Request ▸
Go through the lines below and keep only those that contain the word "ceiling". Copy each of those lines in full.

Records for this task ▸
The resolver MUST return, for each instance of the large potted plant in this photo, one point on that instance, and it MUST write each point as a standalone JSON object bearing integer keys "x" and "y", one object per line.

...

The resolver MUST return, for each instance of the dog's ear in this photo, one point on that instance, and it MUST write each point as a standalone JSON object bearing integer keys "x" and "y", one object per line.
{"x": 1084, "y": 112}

...

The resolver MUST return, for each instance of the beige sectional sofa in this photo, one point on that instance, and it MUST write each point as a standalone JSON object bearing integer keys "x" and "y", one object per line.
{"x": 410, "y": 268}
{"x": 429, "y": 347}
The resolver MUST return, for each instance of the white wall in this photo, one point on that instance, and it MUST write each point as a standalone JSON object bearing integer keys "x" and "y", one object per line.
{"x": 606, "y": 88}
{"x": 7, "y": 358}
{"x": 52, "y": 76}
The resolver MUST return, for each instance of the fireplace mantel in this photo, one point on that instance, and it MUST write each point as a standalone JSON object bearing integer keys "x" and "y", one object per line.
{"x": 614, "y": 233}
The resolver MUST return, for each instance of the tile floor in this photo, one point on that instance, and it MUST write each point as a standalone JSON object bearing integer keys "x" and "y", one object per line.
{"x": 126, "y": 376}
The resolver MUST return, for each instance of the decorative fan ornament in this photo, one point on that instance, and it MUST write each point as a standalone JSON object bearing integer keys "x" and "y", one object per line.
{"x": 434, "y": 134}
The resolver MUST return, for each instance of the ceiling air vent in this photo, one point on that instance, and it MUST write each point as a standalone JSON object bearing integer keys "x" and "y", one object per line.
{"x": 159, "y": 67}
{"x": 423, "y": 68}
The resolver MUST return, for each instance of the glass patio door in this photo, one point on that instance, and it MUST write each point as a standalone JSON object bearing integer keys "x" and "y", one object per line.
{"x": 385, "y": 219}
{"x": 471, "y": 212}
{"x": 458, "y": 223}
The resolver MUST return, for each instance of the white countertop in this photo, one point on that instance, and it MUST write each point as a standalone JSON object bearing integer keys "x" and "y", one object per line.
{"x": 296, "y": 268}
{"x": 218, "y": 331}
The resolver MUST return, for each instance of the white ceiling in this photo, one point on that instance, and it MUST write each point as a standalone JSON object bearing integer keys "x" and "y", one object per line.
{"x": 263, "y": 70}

Correct result ▸
The resolver MUST return, for each instance of the ceiling air vent in this photo, one point on that instance, and it MUST write each point as a standalone JSON object bearing integer keys "x" and "y", one object per line.
The resolver MUST return, for each instance of the white ceiling in this photo, one point on that instance, and it MUST write each point as a standalone JSON object bearing integer keys "x" and "y", one object per line.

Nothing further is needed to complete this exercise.